Reading text:
- - - -
Postby Mike88 » October 26th, 2020, 8:45 am

Arborbridge wrote:
Mike88 wrote:The cynic in me thinks that free school meals frees up more money for scratch cards, cigarettes and booze. Are children really going hungry through lack of money or is it because parents are unable to budget choosing to spend benefit money on other things? Is it really the government's responsibility to feed children or is it the parents?


I don't remember such questions being asked - particularly not amongst the wealthy denizens of TLF - when we had "eat out to help out" which largely helped the middle classes who had money to spend.
We haven't raised all these pseudo moral issues during other financial interventions with the exception of disagreements here concerning Tesco paying its dividend.

If we can afford to give a subsidy to the middle classes and plough billions into businesses, why can't we raise a relatively small sum to help in what is clearly an urgent and real need? Not only that, I see it as just as valid way of stimulating the economy as these other interventions. The only difference is that we are helping the poor instead of the middle classes - but it's still benefitting everyone in the economy, particularly those in low paid jobs in the catering industry who are also struggling. In that sense, it is a no brainer - there are so many winners, yes: even the moaning middle benefit indirectly.

People who object do seem to be on the wrong side of the argument, and letting their class prejudice show.

PS Mike88 this not all aimed at you, but your post just sparked a series of thoughts :)

Arb.
- - - -
Task statement:
Copy word for word the part of the forum post above that opens with the words "People who object" and closes with "of thoughts :)".

Given information:
- - - -
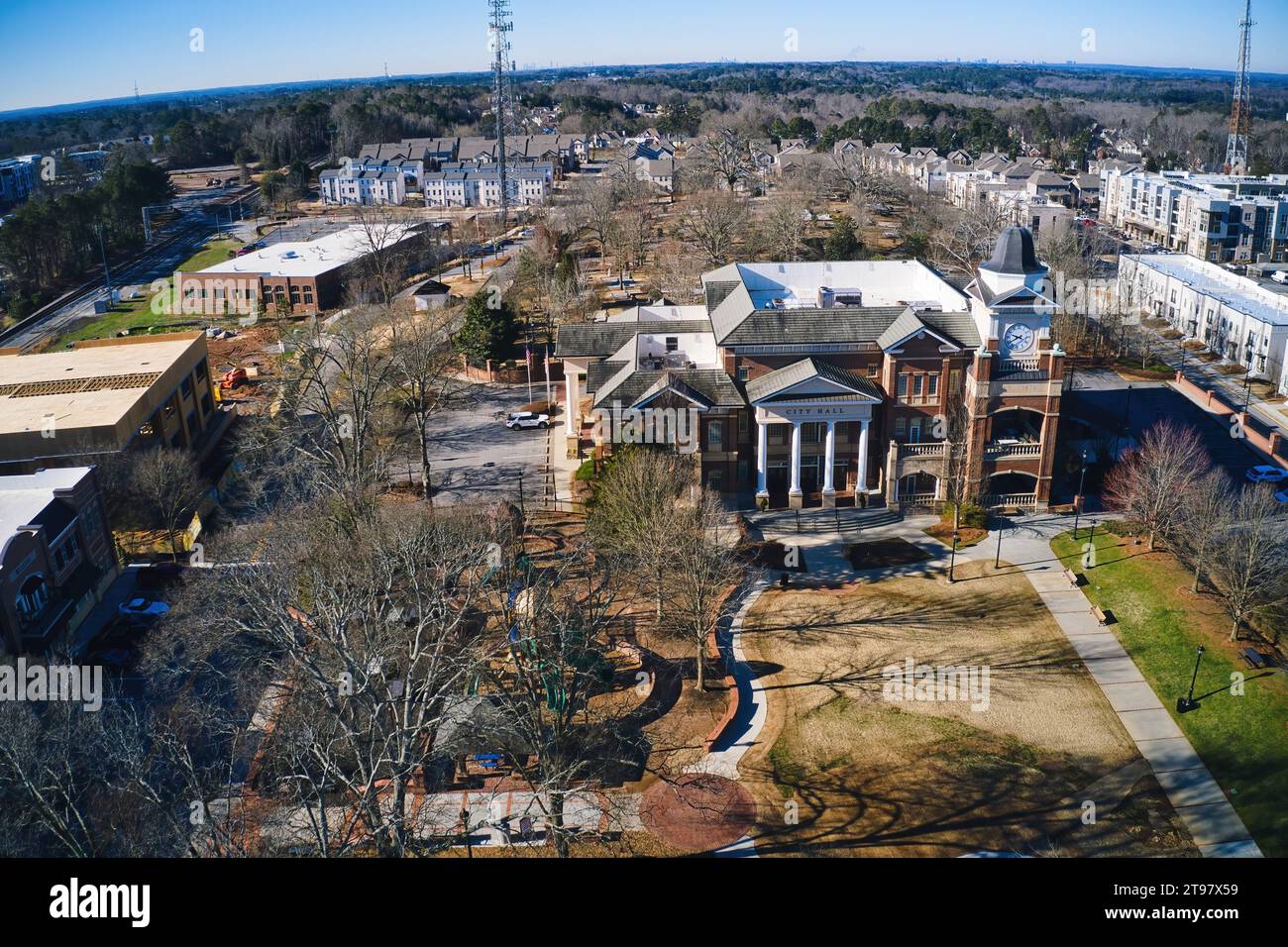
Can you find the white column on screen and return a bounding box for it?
- - - -
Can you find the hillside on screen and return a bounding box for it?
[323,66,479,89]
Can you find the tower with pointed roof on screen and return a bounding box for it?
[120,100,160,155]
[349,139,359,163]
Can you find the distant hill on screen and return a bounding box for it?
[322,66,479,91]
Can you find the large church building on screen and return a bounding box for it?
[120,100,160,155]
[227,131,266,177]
- - - -
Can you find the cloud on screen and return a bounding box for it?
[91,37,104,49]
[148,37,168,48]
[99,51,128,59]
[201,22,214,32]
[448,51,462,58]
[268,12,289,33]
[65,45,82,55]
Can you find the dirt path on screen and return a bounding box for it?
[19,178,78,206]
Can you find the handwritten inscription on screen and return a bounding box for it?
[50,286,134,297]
- - - -
Task response:
People who object do seem to be on the wrong side of the argument, and letting their class prejudice show.

PS Mike88 this not all aimed at you, but your post just sparked a series of thoughts :)